Text
With 'Harris' Ruling, Supreme Court Silences Voices of Working Families

Today, the U.S. Supreme Court, in a narrow 5-4 decision, voted to brush aside 40 years of legal precedent and eliminate fair share, or agency fee, arrangements for Illinois home health care workers. National Education Association President Dennis Van Roekel said the ruling in Harris v. Quinn, in addition to undermining the rights of public workers, creates more uncertainty and instability in the workplace as the nation continues to struggle to overcome the devastating effects of the Great Recession.

“Quality public services, economic stability and prosperity starts with strong unions, but today the Supreme Court of the United States created a roadblock on that path to the American Dream. This ruling jeopardizes a proven method for raising the quality of home health care services—namely, allowing home health care workers to join together in a strong union that can bargain for increased wages, affordable health care and increased training,” Van Roekel said.

Task requirements
a – Condense the paragraph of the Harris ruling article that begins "Today, the U.S. Supreme Court" into a short list that keeps its main facts.
b – Pick up the article on the Harris ruling after its last sentence and continue it.

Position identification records
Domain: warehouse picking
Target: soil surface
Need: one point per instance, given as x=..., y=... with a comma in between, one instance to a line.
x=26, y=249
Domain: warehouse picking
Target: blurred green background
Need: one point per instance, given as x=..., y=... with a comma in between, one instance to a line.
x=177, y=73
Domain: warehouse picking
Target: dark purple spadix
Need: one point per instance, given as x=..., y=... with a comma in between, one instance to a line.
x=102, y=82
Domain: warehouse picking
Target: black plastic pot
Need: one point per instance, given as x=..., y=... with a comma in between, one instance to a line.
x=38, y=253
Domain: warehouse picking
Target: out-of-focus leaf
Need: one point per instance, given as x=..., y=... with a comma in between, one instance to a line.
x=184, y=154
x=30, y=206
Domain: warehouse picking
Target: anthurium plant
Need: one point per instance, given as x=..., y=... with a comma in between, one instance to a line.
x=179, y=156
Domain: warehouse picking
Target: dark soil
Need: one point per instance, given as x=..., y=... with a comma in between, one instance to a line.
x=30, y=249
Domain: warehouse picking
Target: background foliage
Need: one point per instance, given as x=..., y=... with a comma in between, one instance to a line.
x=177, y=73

Set of answers
a –
- The U.S. Supreme Court ruled 5-4 in Harris v. Quinn.
- The decision set aside 40 years of legal precedent.
- It ended fair share, or agency fee, arrangements for Illinois home health care workers.
- NEA President Dennis Van Roekel said the ruling undermines public workers' rights.
- He said it also adds uncertainty and instability to the workplace while the nation is still struggling with the effects of the Great Recession.

b –
The case against the state of Illinois was filed by the National Right to Work Legal Defense Foundation (NRTW), a political group funded by billionaires like the Koch brothers and Walton family. It’s the latest in a decades-long effort to weaken the rights of working people and make it more difficult for them to join together to improve their jobs and the quality of services they provide.

The plaintiff, Pamela Harris, is an Illinois home-care provider who didn’t want to pay her fair share for union representation, as required by Illinois law.  All union members who enjoy the benefits, rights, and protections of a contract should, in fairness, and must, according to Illinois state law, contribute to maintaining that contract. Sometimes called “agency fee,” fair share is a percentage of full union dues, based on the actual cost of collective bargaining, contract maintenance, and other services provided to all union members.  Fair share dues are not used for political or ideological activities.

NEA, joined by the California Teachers Association and Change to Win, a federation of labor unions, filed an amicus brief with the Supreme Court to expose the truly radical nature of NRTW’s arguments and underscore their audacious claim that public-sector collective bargaining itself is constitutionally suspect.

Writing for the minority, Justice Elena Kagan said that although the Court made the harmful decision to strike down fair share requirements for home health aides in Illinois, it did not deliver all what the petitioners wanted, namely to impose right-to-work for all government employees.

“For many decades, Americans have debated the pros and cons of right-to-work laws and fair-share requirements,” Kagan wrote. “The petitioners in this case asked this Court to end that discussion for the entire public sector. The good news out of this case is clear: The majority declined that radical request.”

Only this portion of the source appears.